## Start Entries supplied
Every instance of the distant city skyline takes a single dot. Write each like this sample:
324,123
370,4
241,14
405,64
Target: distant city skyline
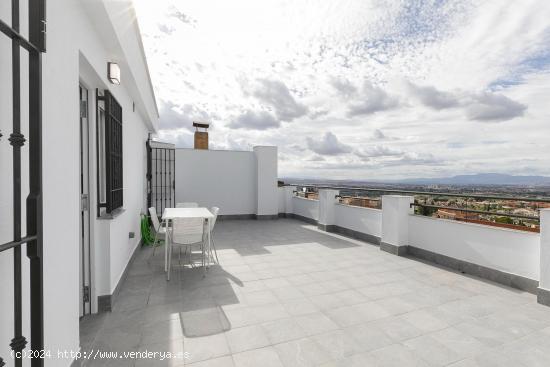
## End Entries supplied
Copy the rows above word for word, leaving out the pictures.

Every instance of the distant city skyline takes a single dot. Write each like this sample:
324,123
370,4
241,14
405,64
Target: distant city skyline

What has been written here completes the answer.